Problem: Write out exactly, please, the lines from the one containing "head in the photo above." to the end of the material.

Provided data:
--------

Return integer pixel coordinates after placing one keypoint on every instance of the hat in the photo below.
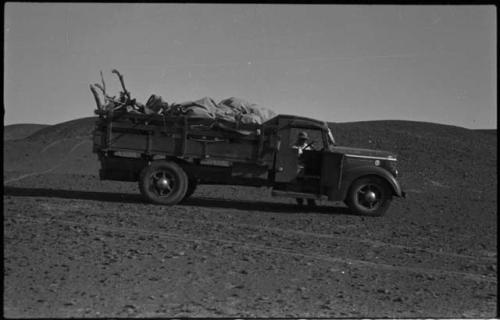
(302, 135)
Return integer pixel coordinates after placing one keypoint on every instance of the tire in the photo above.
(192, 184)
(369, 196)
(163, 182)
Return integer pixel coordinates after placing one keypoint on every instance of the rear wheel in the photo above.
(370, 196)
(163, 182)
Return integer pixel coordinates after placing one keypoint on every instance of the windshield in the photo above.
(331, 139)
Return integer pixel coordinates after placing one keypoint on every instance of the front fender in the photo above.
(349, 176)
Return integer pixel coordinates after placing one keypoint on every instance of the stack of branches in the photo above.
(106, 103)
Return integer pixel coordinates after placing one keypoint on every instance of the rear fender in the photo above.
(352, 175)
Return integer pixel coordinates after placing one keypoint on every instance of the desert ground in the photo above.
(75, 246)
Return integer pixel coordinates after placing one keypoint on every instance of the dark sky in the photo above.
(333, 62)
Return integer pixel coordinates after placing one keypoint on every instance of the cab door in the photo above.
(331, 173)
(287, 160)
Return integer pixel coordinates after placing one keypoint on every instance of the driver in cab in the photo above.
(302, 143)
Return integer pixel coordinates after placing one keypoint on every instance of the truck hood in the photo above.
(359, 152)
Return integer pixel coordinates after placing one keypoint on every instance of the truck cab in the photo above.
(365, 179)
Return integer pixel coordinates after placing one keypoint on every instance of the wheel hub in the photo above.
(163, 184)
(370, 196)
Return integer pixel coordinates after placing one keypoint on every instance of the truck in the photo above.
(169, 156)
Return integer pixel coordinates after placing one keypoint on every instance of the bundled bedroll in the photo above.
(232, 110)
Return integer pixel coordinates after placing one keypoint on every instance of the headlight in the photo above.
(391, 166)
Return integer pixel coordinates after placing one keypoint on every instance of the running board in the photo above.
(293, 194)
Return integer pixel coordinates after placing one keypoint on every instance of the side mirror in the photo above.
(274, 143)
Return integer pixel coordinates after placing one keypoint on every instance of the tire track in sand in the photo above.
(270, 249)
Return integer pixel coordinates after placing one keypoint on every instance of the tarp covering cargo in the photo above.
(231, 109)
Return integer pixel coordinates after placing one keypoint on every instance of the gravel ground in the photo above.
(75, 246)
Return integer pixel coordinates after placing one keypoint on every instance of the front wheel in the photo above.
(163, 182)
(370, 196)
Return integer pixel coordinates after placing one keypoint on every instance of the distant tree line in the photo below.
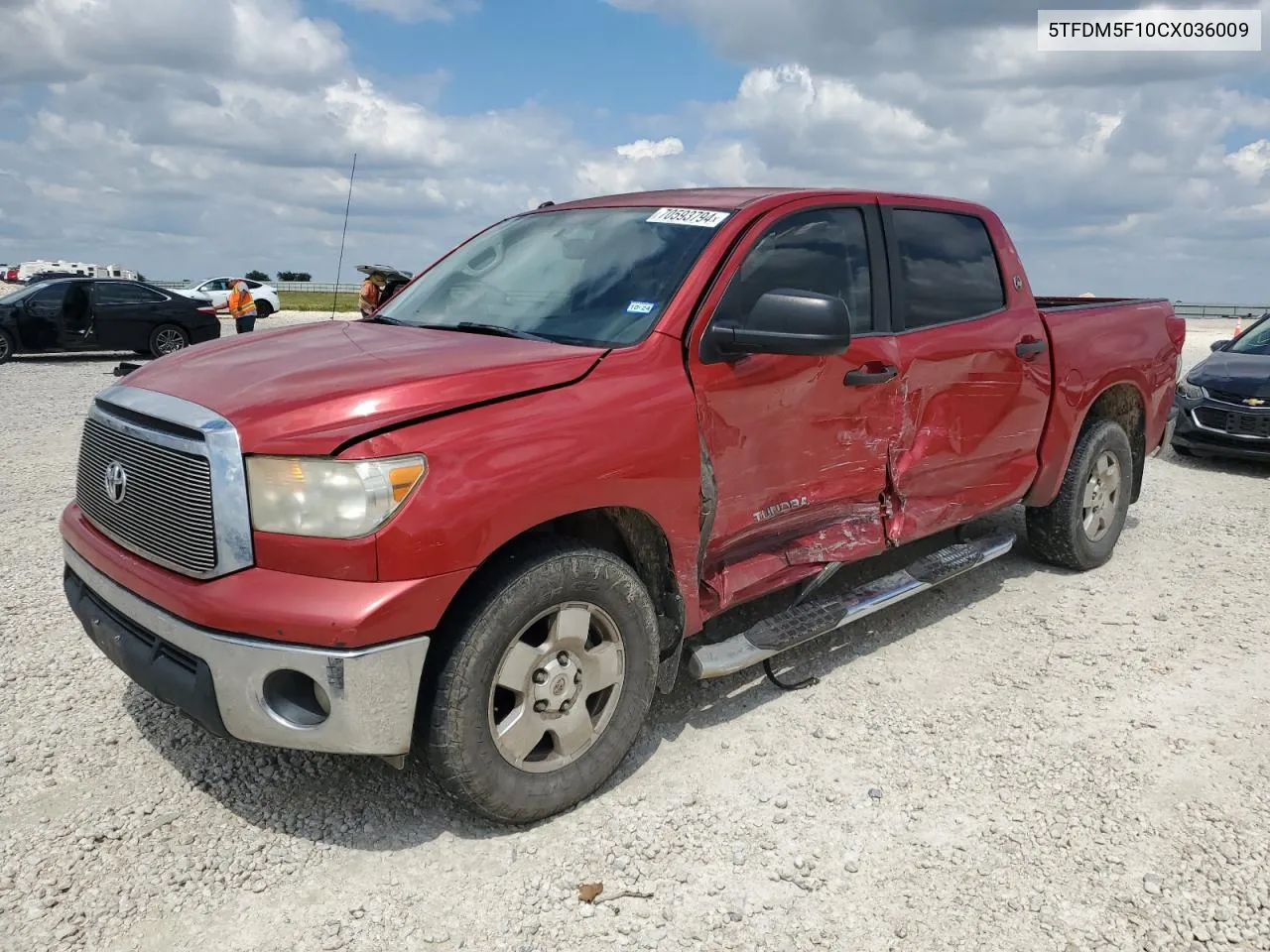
(282, 276)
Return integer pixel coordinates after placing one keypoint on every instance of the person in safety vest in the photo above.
(241, 306)
(372, 293)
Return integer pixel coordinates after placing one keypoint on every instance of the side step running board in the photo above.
(806, 621)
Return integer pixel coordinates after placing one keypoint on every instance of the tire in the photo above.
(168, 338)
(520, 606)
(1057, 532)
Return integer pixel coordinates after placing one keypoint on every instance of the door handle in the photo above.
(862, 377)
(1030, 347)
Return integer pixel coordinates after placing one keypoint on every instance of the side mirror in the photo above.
(783, 321)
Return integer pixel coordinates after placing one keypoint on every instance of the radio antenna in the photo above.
(334, 301)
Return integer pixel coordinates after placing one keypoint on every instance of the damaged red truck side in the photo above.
(492, 520)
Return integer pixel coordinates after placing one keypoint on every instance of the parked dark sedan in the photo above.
(107, 313)
(1223, 405)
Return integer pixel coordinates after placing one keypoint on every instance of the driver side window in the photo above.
(48, 303)
(824, 250)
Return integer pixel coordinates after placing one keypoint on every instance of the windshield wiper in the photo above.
(476, 327)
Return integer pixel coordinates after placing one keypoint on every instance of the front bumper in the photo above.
(357, 701)
(1191, 433)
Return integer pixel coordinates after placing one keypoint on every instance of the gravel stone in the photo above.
(1080, 762)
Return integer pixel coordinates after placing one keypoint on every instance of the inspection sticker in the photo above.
(689, 216)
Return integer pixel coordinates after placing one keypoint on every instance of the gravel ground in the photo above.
(1025, 760)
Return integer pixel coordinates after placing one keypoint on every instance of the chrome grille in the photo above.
(1234, 424)
(166, 512)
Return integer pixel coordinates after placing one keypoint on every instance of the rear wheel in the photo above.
(547, 687)
(167, 339)
(1080, 527)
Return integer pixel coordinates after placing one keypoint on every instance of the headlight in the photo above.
(1189, 390)
(327, 498)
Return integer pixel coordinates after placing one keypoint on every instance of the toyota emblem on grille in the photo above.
(116, 481)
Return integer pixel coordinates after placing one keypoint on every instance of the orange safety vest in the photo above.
(240, 303)
(370, 296)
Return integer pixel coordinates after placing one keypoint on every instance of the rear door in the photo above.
(125, 313)
(797, 445)
(974, 363)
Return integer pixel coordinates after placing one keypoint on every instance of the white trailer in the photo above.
(28, 270)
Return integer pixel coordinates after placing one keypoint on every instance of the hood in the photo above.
(1242, 375)
(312, 388)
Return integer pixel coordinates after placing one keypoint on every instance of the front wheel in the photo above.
(547, 687)
(168, 339)
(1080, 527)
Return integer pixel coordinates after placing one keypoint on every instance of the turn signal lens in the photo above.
(329, 498)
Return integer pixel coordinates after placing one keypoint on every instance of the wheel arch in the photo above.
(1125, 404)
(1118, 399)
(625, 532)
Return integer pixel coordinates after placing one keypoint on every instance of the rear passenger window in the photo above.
(822, 250)
(948, 270)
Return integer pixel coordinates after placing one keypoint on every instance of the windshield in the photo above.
(1254, 340)
(21, 294)
(598, 277)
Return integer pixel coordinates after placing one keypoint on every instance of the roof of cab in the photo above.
(724, 199)
(730, 199)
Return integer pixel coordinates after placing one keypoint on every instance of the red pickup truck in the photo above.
(492, 520)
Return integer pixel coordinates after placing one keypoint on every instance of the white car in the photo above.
(217, 291)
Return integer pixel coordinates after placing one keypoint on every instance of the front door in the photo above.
(975, 370)
(41, 322)
(797, 445)
(125, 313)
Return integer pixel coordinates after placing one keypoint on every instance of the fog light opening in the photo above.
(296, 698)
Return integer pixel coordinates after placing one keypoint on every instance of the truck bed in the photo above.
(1096, 341)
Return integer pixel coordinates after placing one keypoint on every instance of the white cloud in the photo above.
(158, 123)
(647, 149)
(417, 10)
(1252, 162)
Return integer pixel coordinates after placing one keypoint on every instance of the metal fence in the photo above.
(1215, 311)
(314, 286)
(1192, 311)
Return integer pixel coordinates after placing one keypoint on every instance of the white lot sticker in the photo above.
(689, 216)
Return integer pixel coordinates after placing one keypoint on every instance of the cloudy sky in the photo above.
(189, 139)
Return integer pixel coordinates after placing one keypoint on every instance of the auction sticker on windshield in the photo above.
(689, 216)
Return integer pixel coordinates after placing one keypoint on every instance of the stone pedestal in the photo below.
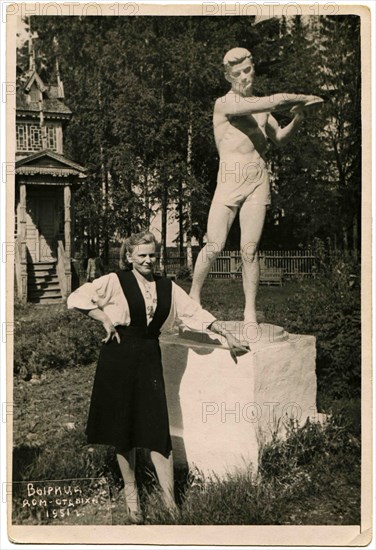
(220, 412)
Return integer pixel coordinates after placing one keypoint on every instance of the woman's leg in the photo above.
(127, 464)
(165, 472)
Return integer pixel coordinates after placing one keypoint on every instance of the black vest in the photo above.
(137, 307)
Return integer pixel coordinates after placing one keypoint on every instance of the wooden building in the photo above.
(45, 184)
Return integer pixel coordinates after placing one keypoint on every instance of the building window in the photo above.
(29, 137)
(51, 138)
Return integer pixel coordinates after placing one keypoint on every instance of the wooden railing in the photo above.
(63, 269)
(228, 265)
(20, 268)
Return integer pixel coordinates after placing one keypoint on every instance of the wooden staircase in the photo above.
(43, 283)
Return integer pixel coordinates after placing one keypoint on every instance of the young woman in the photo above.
(128, 406)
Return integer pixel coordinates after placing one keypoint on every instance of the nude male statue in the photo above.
(242, 124)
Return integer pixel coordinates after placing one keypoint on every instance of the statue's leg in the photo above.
(252, 216)
(219, 224)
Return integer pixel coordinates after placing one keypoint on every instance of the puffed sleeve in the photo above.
(92, 295)
(189, 312)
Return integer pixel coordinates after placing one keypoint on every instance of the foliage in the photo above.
(142, 121)
(311, 477)
(62, 340)
(329, 308)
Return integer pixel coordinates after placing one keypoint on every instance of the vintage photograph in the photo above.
(188, 261)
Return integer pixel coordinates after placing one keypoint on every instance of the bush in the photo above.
(329, 308)
(59, 340)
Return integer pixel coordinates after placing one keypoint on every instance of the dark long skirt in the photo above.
(128, 406)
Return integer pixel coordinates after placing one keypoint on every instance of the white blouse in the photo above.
(106, 293)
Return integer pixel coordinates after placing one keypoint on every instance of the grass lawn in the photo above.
(312, 478)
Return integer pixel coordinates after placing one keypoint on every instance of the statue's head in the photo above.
(239, 70)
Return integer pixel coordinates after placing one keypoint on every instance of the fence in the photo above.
(228, 265)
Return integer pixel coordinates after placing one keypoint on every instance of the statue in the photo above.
(242, 124)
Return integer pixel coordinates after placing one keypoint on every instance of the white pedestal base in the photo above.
(221, 412)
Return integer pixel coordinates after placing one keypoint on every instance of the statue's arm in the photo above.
(281, 136)
(235, 105)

--------

Solution to this exercise:
Return integer pixel coordinates after placing one keypoint on every instance of the statue's head in the photo above.
(239, 70)
Return integer pixel coordinates after placing one keypoint on every instance of the fence in the photo above.
(228, 265)
Return integer pixel coordinates after placing one keypoint on every instance of the statue in the photo above.
(242, 124)
Return integer pixel coordinates after placing one keypoint on every instance of the white pedestal base in the photo above.
(221, 412)
Return integer pixel coordinates after placing one keypoint on every instance of the statue's arm in the photo above.
(281, 136)
(235, 105)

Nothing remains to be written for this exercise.